- Task prompt
Locate each line in the entries below that contains the string "white" and copy those lines.

|---|

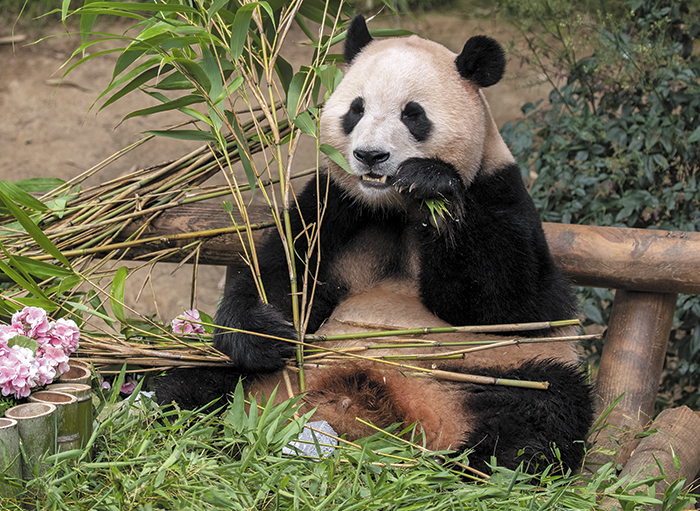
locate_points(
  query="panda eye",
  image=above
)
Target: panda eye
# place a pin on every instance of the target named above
(416, 120)
(353, 116)
(412, 110)
(358, 106)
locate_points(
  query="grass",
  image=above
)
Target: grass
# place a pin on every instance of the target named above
(142, 458)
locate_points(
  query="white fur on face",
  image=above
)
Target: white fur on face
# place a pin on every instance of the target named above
(387, 75)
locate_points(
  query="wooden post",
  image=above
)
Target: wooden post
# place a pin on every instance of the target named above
(631, 364)
(678, 435)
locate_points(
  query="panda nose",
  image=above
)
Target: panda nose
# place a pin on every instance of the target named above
(370, 158)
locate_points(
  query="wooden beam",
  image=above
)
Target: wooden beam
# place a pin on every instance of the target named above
(630, 366)
(677, 440)
(618, 258)
(635, 259)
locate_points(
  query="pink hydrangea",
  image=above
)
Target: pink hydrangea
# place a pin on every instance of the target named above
(32, 320)
(183, 323)
(19, 372)
(7, 332)
(46, 371)
(20, 368)
(64, 333)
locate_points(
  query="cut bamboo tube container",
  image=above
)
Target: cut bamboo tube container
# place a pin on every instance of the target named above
(83, 393)
(67, 421)
(37, 433)
(77, 373)
(10, 457)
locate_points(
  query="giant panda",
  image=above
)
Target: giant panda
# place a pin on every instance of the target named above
(413, 124)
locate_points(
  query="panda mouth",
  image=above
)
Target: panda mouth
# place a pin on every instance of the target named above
(375, 180)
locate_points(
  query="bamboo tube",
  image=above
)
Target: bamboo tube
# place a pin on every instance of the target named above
(83, 394)
(37, 432)
(67, 420)
(76, 374)
(10, 458)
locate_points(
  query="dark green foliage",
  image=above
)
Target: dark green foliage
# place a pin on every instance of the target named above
(619, 145)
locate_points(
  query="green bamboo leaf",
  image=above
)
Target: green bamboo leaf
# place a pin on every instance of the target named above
(21, 197)
(34, 231)
(174, 81)
(64, 10)
(294, 92)
(306, 124)
(694, 136)
(195, 71)
(175, 104)
(91, 311)
(24, 342)
(230, 89)
(39, 184)
(26, 284)
(335, 156)
(285, 72)
(41, 269)
(239, 31)
(116, 294)
(216, 6)
(136, 82)
(130, 6)
(87, 20)
(210, 67)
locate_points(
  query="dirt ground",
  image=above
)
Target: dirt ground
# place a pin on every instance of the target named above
(48, 130)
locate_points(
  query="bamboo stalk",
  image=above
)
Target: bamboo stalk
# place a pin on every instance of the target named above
(171, 237)
(515, 327)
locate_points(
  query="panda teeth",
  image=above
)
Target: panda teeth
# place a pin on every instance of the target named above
(367, 177)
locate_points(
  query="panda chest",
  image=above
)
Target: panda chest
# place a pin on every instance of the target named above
(375, 255)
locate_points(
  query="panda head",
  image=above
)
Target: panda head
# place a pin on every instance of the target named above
(409, 97)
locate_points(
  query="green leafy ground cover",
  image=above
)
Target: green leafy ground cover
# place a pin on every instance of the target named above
(141, 458)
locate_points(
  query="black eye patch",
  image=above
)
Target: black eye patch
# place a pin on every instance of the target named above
(353, 116)
(417, 122)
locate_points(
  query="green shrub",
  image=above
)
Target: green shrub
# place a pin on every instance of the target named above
(618, 144)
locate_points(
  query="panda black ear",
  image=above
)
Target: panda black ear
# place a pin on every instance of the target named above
(357, 37)
(482, 61)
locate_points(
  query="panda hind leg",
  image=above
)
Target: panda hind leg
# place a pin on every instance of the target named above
(521, 425)
(384, 398)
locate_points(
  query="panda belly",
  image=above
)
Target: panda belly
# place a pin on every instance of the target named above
(376, 256)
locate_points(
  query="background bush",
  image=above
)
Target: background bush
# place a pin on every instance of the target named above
(618, 143)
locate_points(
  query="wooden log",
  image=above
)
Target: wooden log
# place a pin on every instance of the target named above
(223, 249)
(631, 364)
(678, 435)
(635, 259)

|---|

- Correct response
  query="white fur on face",
Target: white fur on face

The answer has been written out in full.